─── Records for this exercise ───

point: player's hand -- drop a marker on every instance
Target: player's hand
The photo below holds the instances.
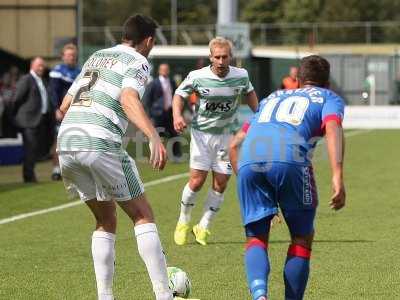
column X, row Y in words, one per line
column 179, row 124
column 158, row 153
column 59, row 115
column 338, row 198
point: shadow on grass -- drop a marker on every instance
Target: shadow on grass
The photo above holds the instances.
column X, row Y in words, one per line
column 287, row 242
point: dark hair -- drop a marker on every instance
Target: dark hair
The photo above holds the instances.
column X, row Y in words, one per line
column 314, row 70
column 137, row 28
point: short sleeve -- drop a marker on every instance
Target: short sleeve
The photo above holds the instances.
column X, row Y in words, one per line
column 136, row 76
column 75, row 86
column 333, row 109
column 186, row 87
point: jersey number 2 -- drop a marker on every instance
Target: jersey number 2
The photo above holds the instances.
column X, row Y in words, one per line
column 291, row 110
column 81, row 96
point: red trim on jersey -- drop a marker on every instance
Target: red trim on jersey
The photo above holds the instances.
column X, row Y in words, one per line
column 245, row 126
column 299, row 251
column 256, row 242
column 332, row 117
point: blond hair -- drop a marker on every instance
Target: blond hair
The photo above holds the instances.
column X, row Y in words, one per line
column 69, row 46
column 220, row 42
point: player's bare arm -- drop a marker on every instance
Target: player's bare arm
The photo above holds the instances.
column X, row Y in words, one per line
column 335, row 146
column 234, row 148
column 135, row 112
column 252, row 100
column 177, row 108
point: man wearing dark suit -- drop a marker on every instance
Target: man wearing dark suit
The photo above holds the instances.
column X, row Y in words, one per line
column 158, row 102
column 34, row 115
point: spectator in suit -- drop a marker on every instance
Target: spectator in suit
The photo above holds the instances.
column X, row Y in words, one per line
column 290, row 82
column 158, row 102
column 61, row 78
column 34, row 115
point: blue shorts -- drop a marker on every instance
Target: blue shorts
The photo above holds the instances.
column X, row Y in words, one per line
column 263, row 187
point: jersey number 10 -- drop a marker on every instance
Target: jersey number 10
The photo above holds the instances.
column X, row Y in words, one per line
column 291, row 110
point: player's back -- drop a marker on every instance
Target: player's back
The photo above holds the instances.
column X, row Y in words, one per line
column 288, row 125
column 96, row 121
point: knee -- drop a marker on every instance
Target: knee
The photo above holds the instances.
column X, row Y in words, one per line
column 196, row 183
column 107, row 223
column 220, row 186
column 304, row 241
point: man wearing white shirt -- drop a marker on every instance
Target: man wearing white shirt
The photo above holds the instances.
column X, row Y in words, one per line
column 158, row 102
column 34, row 115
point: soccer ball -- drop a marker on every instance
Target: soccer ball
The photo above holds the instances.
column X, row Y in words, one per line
column 179, row 282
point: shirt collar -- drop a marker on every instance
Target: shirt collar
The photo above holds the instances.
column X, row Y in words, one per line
column 35, row 75
column 129, row 49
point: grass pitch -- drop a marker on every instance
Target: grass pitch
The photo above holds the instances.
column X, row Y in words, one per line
column 355, row 255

───

Exercise: Can you copy out every item above word for word, leaving out the picture?

Reply to the task:
point: player's hand -- drop a marker on every instance
Target: player's hand
The photo below holds the instances.
column X, row Y in words, one per line
column 179, row 124
column 158, row 153
column 59, row 115
column 338, row 198
point: shadow on grass -- drop a marker on every instance
Target: shadow on grass
The photo above holds the instances.
column X, row Y in words, one per line
column 287, row 242
point: dark hair -- drop a marker on every instance
Target: dark hair
The photo above holds the instances.
column X, row Y in words, one per line
column 314, row 70
column 137, row 28
point: short sleeve -- drop a marker on every instance
Target: short sleeve
The photo above holds the instances.
column X, row Y in words, one per line
column 136, row 76
column 75, row 86
column 333, row 109
column 186, row 87
point: jersey number 2 -- drop a marker on every instance
Target: jersey number 2
The photo above holds the instances.
column X, row Y in words, one per line
column 291, row 110
column 81, row 96
point: red trim on jersey -- drop a marker on every instance
Target: red trim on jersey
The photo above holds the instances.
column X, row Y in words, one per line
column 245, row 126
column 299, row 251
column 256, row 242
column 332, row 117
point: blond hair -- drop a marker on every instance
Target: blond hair
The photo above holds the instances.
column X, row Y in words, one per line
column 69, row 46
column 220, row 42
point: player's bare arm -- drop a marker on every instance
Target: player's bare arm
The photo above holds the instances.
column X, row Y in words, one per line
column 335, row 146
column 234, row 148
column 135, row 112
column 252, row 100
column 177, row 108
point: man wearing dark suit -- drop a marker on every instance
Target: man wearing dark suit
The photo above holds the instances.
column X, row Y in words, one per line
column 158, row 102
column 34, row 115
point: spectator in suit -- drop a marker on every instance
Target: spectator in suit
The photo above holds the instances.
column X, row Y in words, one per line
column 290, row 82
column 158, row 102
column 61, row 78
column 34, row 115
point: blue shorts -- drop a marker on every instance
Target: blue shorts
The photo above holds the instances.
column X, row Y in words, one per line
column 263, row 187
point: jersey number 10 -- drop a marker on every instance
Target: jersey number 10
The photo above holds the instances.
column X, row Y in words, one per line
column 291, row 110
point: player's back -- drop a marker on every instance
Target: player's back
The photo above holds the instances.
column X, row Y in words, one per line
column 288, row 125
column 96, row 121
point: knee -- drop a marker on every instance
Target: knee
The photo above holds the instances.
column X, row Y in words, one per line
column 196, row 183
column 107, row 223
column 220, row 186
column 304, row 241
point: man wearing white shirt -- drop a marker on every instance
Target: man wearing white shirt
The photo above holds the instances.
column X, row Y in words, one per line
column 158, row 102
column 34, row 115
point: soccer ball -- drop a marker on every instance
Target: soccer ball
The photo above holds the instances.
column X, row Y in words, one per line
column 179, row 282
point: shirt collar -- drop a marker on every instance
Target: shirt collar
The photo above holds the instances.
column X, row Y in words, one per line
column 35, row 75
column 129, row 49
point: grass pitch -- drop a marker on every instance
Target: grass pitch
The photo above holds the instances.
column X, row Y in words, one per line
column 355, row 255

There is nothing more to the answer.